Task brief: Rewrite the lines from the one containing "Mark the green plant" through the one containing "[729,37,870,97]", both included, as a JSON list of strings with one string per line and no blank lines.

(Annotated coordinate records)
+--
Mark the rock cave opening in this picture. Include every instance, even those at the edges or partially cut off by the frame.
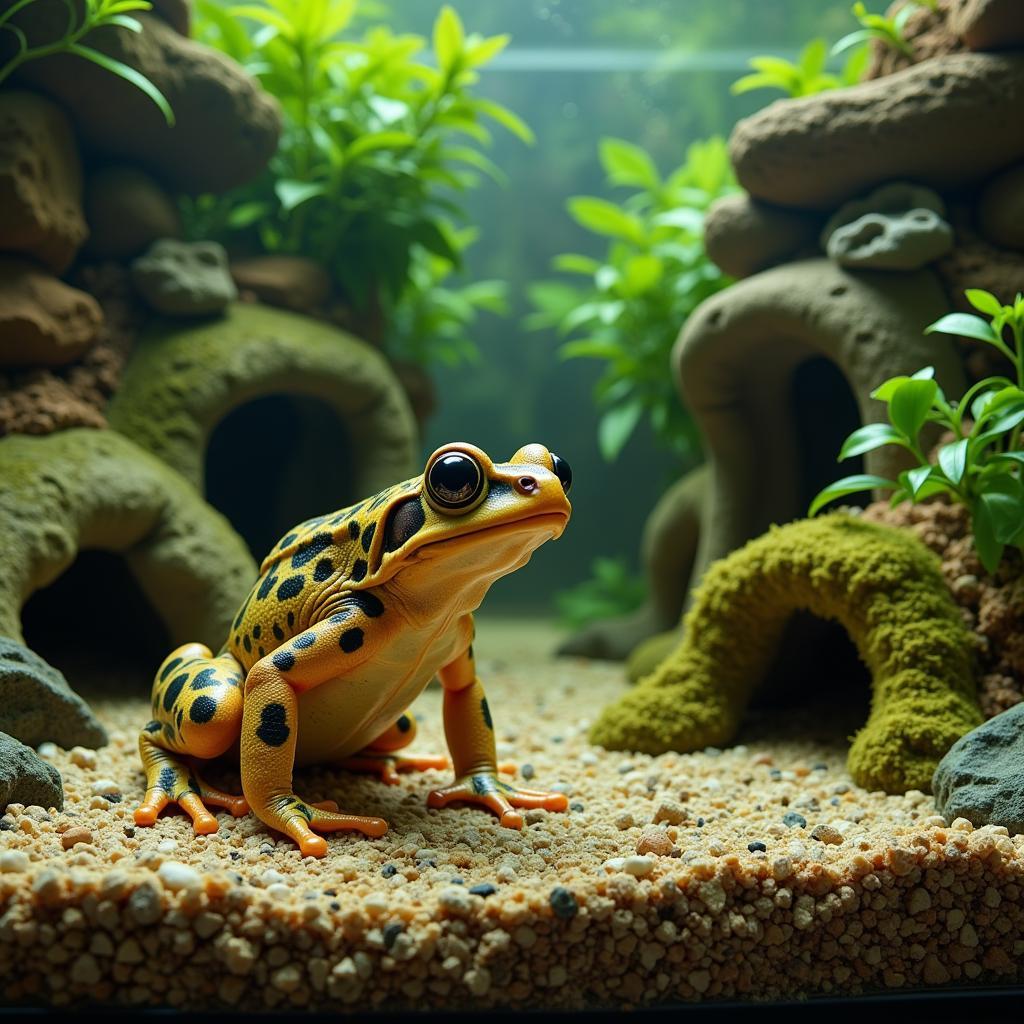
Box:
[22,549,172,696]
[205,393,356,562]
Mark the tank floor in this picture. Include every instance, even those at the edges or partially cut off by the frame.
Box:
[0,618,1024,1011]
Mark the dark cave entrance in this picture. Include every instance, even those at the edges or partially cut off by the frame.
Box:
[22,550,171,696]
[204,393,360,562]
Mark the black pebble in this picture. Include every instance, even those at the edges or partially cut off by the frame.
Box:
[548,886,580,921]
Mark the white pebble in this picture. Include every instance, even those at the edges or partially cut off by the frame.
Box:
[157,860,203,892]
[0,850,29,874]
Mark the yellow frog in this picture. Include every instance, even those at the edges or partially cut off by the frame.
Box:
[135,442,572,857]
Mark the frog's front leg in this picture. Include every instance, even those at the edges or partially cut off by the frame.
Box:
[427,618,568,828]
[242,612,387,857]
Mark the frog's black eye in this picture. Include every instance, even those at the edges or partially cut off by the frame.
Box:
[426,452,484,512]
[551,452,572,494]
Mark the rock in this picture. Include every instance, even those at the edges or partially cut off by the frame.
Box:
[558,466,710,662]
[949,0,1024,50]
[85,164,181,260]
[0,88,88,273]
[0,428,257,651]
[153,0,191,39]
[13,9,281,195]
[0,732,63,811]
[108,303,419,499]
[131,239,238,316]
[230,256,331,313]
[729,53,1024,210]
[978,165,1024,250]
[672,259,965,598]
[0,258,103,367]
[821,181,953,270]
[932,703,1024,834]
[705,194,820,278]
[0,634,106,749]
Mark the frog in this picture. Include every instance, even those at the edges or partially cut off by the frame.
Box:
[134,441,572,857]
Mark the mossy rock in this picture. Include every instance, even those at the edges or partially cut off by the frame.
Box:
[108,302,419,496]
[0,429,256,647]
[591,514,982,793]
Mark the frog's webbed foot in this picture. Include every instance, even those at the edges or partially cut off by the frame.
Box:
[134,733,249,836]
[338,748,452,785]
[427,771,569,828]
[257,794,387,857]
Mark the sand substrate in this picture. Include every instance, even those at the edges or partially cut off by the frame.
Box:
[0,623,1024,1012]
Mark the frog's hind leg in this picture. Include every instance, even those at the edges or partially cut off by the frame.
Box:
[135,644,249,835]
[338,712,449,785]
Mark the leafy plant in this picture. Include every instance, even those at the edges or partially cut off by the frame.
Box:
[186,0,532,366]
[809,289,1024,572]
[555,557,647,629]
[525,137,735,461]
[729,39,869,96]
[0,0,174,125]
[831,0,938,57]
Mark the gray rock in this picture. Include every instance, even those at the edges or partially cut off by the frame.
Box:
[0,732,63,810]
[821,182,953,270]
[932,703,1024,834]
[131,239,238,316]
[0,637,106,749]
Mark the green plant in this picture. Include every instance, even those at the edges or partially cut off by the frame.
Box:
[555,557,647,629]
[729,39,869,96]
[809,289,1024,572]
[831,0,938,57]
[187,0,532,368]
[525,137,735,461]
[0,0,174,125]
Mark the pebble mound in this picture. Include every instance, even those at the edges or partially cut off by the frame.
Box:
[0,621,1024,1012]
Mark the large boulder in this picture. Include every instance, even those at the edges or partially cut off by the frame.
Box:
[932,703,1024,834]
[0,636,106,749]
[0,257,103,367]
[729,53,1024,210]
[0,89,88,273]
[13,8,281,194]
[0,732,63,811]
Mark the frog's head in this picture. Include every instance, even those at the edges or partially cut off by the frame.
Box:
[362,441,572,596]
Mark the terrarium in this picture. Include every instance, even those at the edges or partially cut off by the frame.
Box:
[0,0,1024,1014]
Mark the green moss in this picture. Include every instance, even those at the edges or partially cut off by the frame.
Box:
[591,514,982,793]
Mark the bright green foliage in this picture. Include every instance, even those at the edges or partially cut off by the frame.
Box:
[810,289,1024,572]
[555,557,647,629]
[730,39,868,97]
[0,0,174,125]
[831,0,937,57]
[186,0,532,368]
[526,137,735,461]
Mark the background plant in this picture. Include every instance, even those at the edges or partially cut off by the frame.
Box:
[0,0,174,125]
[187,0,532,361]
[526,137,735,461]
[809,289,1024,572]
[729,37,870,97]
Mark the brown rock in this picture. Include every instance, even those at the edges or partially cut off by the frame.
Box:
[949,0,1024,50]
[15,10,281,194]
[85,165,181,259]
[0,259,103,367]
[978,164,1024,250]
[705,194,820,278]
[0,90,88,273]
[730,53,1024,210]
[229,256,331,313]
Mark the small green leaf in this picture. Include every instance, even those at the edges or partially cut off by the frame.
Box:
[925,313,999,344]
[836,423,905,462]
[939,437,970,483]
[889,378,939,441]
[807,473,899,516]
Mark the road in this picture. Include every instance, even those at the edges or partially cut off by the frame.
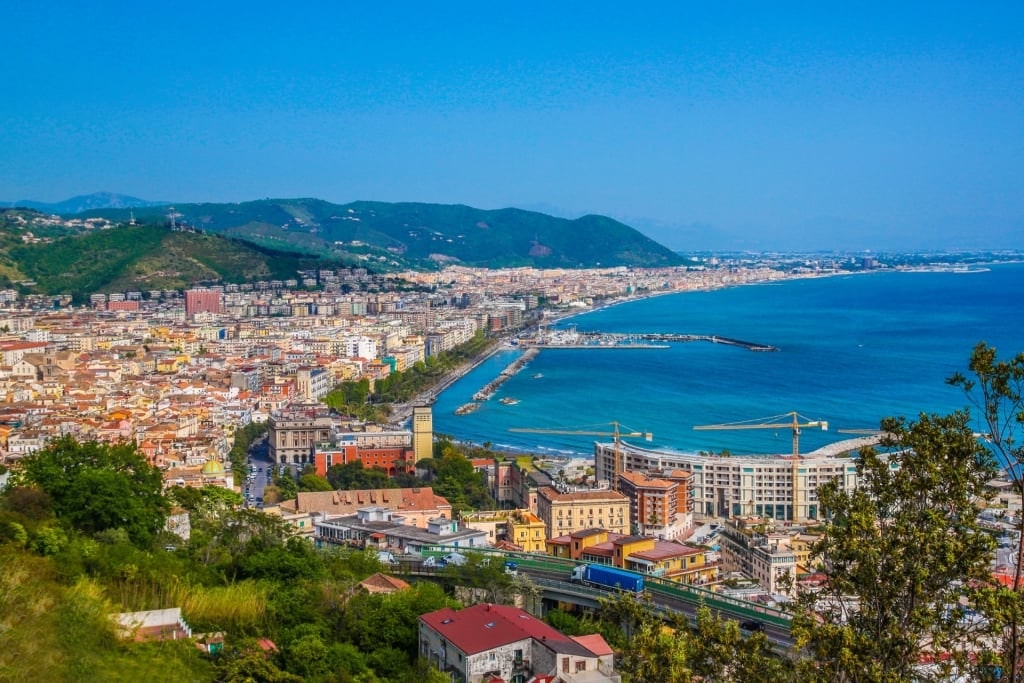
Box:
[239,436,273,508]
[388,343,506,425]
+--
Output of the task:
[
  "Mark the green plant in this picture. Include every instance, even those at the edges or partially cut off by the frame.",
  "Box:",
  "[555,557,647,629]",
  "[729,39,869,96]",
  "[809,289,1024,572]",
  "[831,0,938,57]",
  "[187,0,532,368]",
  "[525,137,735,461]",
  "[0,0,174,125]",
  "Mark the pebble mound in this picture. Include every instance, even those at the edges or partially cut off by the frame.",
  "Box:",
  "[0,621,1024,1012]",
  "Mark the large boulder in this picture. Include every instance, even those at the edges or partially cut off by the frame.",
  "Box:",
  "[932,703,1024,834]",
  "[0,636,106,749]",
  "[0,257,103,367]",
  "[729,53,1024,210]",
  "[0,89,88,273]",
  "[13,8,281,194]",
  "[0,732,63,811]",
  "Mark the frog's head in this picture. Include every instance, even those at the edges or partially cut off by the frame.",
  "Box:",
  "[362,441,572,596]",
  "Mark the terrarium in this picture. Include every instance, even those at the edges or partially cut off by the frame.",
  "Box:",
  "[0,0,1024,1014]",
  "Mark the green moss in this picture. Include every instance, even those at the edges or partially cut off by the frame.",
  "Box:",
  "[591,514,982,793]",
  "Mark the bright green foliage in this picture. Include every instance, even those at the edges or partially cut off by the frame.",
  "Box:",
  "[810,289,1024,572]",
  "[555,557,647,629]",
  "[730,39,868,97]",
  "[0,0,174,125]",
  "[831,0,937,57]",
  "[186,0,532,368]",
  "[526,137,735,461]",
  "Mark the background plant in this picture. Include every instance, even those at the edges or partially cut off by the frame.",
  "Box:",
  "[0,0,174,125]",
  "[187,0,532,361]",
  "[526,137,735,461]",
  "[809,289,1024,572]",
  "[729,37,870,97]"
]